[Stored entries]
:::::

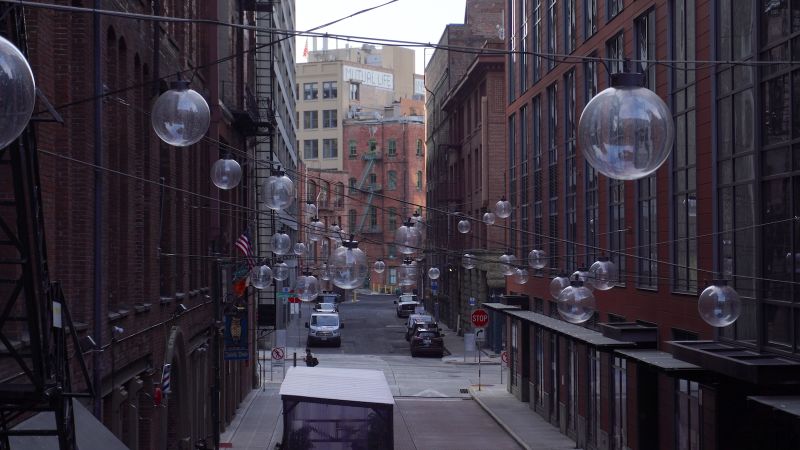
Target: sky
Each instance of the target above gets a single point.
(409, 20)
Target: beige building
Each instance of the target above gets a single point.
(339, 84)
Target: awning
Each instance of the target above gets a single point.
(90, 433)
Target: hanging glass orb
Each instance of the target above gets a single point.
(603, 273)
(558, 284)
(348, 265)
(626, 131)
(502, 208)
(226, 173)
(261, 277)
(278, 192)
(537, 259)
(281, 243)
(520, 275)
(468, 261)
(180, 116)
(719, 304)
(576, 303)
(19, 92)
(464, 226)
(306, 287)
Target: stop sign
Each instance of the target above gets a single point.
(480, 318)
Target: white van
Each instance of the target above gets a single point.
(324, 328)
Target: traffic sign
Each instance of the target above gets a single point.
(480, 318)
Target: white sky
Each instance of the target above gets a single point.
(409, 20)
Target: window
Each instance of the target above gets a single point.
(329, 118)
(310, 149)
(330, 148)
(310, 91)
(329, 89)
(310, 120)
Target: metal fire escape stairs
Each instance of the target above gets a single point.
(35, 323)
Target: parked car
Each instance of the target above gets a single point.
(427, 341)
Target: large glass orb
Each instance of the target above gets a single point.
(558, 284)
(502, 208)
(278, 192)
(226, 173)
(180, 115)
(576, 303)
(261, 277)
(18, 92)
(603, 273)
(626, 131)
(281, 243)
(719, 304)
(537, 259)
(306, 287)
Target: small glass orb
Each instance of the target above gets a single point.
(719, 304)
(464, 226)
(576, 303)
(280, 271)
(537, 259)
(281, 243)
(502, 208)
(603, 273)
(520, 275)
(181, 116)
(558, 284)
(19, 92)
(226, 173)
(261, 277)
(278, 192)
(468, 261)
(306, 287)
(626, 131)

:::::

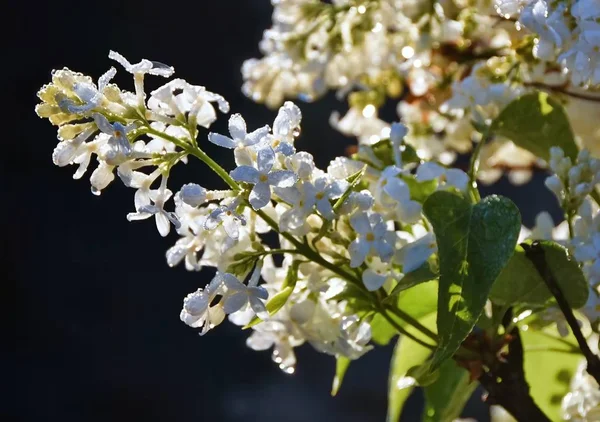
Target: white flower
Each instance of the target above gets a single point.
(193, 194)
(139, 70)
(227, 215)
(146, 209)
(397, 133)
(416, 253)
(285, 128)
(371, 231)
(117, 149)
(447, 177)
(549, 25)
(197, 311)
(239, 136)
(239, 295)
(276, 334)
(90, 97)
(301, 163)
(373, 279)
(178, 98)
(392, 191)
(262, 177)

:::::

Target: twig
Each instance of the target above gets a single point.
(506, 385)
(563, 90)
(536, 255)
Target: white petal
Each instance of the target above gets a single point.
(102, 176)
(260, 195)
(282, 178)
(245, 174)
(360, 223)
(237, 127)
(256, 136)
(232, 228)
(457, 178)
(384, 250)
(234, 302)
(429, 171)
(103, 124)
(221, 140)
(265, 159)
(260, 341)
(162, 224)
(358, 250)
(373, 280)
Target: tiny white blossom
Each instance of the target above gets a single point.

:::::

- **PROMPT**: Copy the stretch of the records above that runs from the line with "Target: hanging glass orb" through the line with "Target: parked car". Both end lines belong in the copy, and nothing else does.

- **SOLVED EXERCISE**:
Target: hanging glass orb
Each instance of the target above gets a single point.
(603, 273)
(558, 284)
(348, 265)
(626, 131)
(502, 208)
(226, 173)
(261, 277)
(278, 192)
(537, 259)
(281, 243)
(520, 275)
(468, 261)
(180, 116)
(719, 304)
(576, 303)
(19, 92)
(464, 226)
(306, 287)
Target: stop sign
Each instance of the target above gets a single point.
(480, 318)
Target: white van
Each instance of the target above gets a single point.
(324, 328)
Target: traffic sign
Each instance of the target above gets a single point.
(480, 318)
Target: white sky
Each instance of the target above gets a single point.
(409, 20)
Target: window
Each instance of the target above gets a single point.
(329, 118)
(310, 149)
(330, 148)
(310, 91)
(329, 89)
(310, 120)
Target: metal fire escape stairs
Each instance of the target above gets a single point.
(35, 323)
Target: parked car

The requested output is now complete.